任务要求:
1 – 在模拟赛总结里，第一题的代码为什么要先判断 r < ans 或 l > ans？请用一到三句话说明。
2 – 接着模拟赛总结最后显示的内容往下续写。

阅读原文:
# # # #
3.22模拟总结

芜湖一次AK

T1

 

 

 固输样例就行了，二分会炸。。我怕有坑特判了个区间没零点的情况

#include<cstdio>
#include<queue>
#include<iostream>
#include<cstring>
#include<algorithm>
#include<cmath>
#include<cctype>
#include<vector>
#include<string>
#define lalala
using namespace std;
int main(){
    #ifdef lalala
        freopen("equation.in","r",stdin);
        freopen("equation.out","w",stdout);
    #endif
    double l,r;
    scanf("%lf%lf",&l,&r);
    double ans = 1.5071105957;
    if(r < ans || l > ans)printf("0.0000000000");
    else printf("%.10lf",ans); 
}

 

 

 根据标题，二分查找，所以我们这里采用倍增

#include<cstdio>
#include<queue>
#include<iostream>
#include<cstring>
#include<algorithm>
#include<cmath>
#include<cctype>
#include<vector>
#include<string>
#define hahaha
using namespace std;
int n,a[1000005];
int main(){
    #ifdef hahaha
    freopen("binary.in","r",stdin);
    freopen("binary.out","w",stdout);
    #endif
    scanf("%d",&n);
    for(int i=1;i<=n;++i)scanf("%d",a+i);
    int x;
    scanf("%d",&x);
    int ans = 0;
    for(int i=20;i>=0;--i){
        if(ans + (1<<i) <= n)
# # # #
材料集:

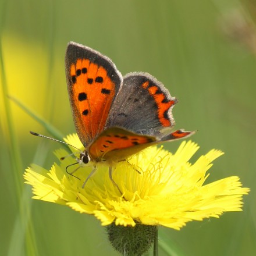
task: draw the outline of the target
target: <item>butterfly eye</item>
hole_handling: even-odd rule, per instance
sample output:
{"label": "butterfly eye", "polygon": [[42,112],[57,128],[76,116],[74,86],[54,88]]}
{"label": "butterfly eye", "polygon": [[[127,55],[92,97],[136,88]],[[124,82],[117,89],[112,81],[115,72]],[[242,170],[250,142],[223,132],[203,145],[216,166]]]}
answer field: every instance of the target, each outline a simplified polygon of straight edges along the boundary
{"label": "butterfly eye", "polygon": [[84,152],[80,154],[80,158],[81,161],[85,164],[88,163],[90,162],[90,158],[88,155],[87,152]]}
# # # #
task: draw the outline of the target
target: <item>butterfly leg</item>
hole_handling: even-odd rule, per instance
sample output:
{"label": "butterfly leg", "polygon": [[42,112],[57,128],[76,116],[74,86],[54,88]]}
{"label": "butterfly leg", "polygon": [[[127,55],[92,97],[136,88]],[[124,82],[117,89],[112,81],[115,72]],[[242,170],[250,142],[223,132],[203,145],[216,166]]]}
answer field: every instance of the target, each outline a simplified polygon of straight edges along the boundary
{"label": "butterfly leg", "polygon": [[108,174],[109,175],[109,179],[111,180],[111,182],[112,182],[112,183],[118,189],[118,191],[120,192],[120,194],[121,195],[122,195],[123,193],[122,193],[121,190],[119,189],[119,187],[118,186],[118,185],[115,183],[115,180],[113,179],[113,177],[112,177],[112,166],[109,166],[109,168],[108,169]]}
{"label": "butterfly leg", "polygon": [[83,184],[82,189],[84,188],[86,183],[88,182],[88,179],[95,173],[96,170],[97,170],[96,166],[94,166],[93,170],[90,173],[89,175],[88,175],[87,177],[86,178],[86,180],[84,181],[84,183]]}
# # # #
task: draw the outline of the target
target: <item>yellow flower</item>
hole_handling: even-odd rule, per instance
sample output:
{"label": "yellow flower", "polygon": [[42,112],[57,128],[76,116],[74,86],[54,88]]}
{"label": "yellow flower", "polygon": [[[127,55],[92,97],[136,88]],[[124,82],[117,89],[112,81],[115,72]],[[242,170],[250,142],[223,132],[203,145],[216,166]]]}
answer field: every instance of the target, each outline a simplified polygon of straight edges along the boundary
# # # #
各题答案:
1 – 作者怕题目有坑，所以特判了区间内没有零点的情况。零点 1.5071105957 不在 [l, r] 内时输出 0.0000000000，否则输出这个零点。

2 –
            if(a[ans + (1<<i)] < x)ans += (1<<i);
        
    }
    if(a[ans+1] == x && ans < n)printf("%d",ans+1);
    else printf("-1");
}

 

 

 树状数组+离散化，树状数组维护元素离散化后的下标。

#include<cstdio>
#include<queue>
#include<iostream>
#include<cstring>
#include<algorithm>
#include<cmath>
#include<cctype>
#include<vector>
#include<string>
#define hahaha 
using namespace std;
const int N = 5e5 + 5;
int n,a[N],c[N],p[N],mx = -1;
long long ans;
inline int lowbit(int x){return x & (-x);}
inline void update(int i,int x){
    for(;i<=n;i+=lowbit(i))c[i] += x;    
}
inline int query(int i){
    int res = 0;
    for(;i;i-=lowbit(i)) res += c[i];
    return res;
}    
int main(){
    #ifdef hahaha
    freopen("deseq.in","r",stdin);
    freopen("deseq.out","w",stdout);
    #endif
    scanf("%d",&n);
    for(int i=1;i<=n;++i)scanf("%d",a+i),mx = max(mx,a[i]); 
    memcpy(p,a,sizeof(p));
    sort(p+1,p+1+n);
    for(int i=1;i<=n;++i){
        a[i] = lower_bound(p+1,p+1+n,a[i])-p;    
        update(a[i],1);
        ans += query(n) - query(a[i]);
    }
    printf("%lld",ans);
}

 

 

 行，打眼一看，傻逼高精度。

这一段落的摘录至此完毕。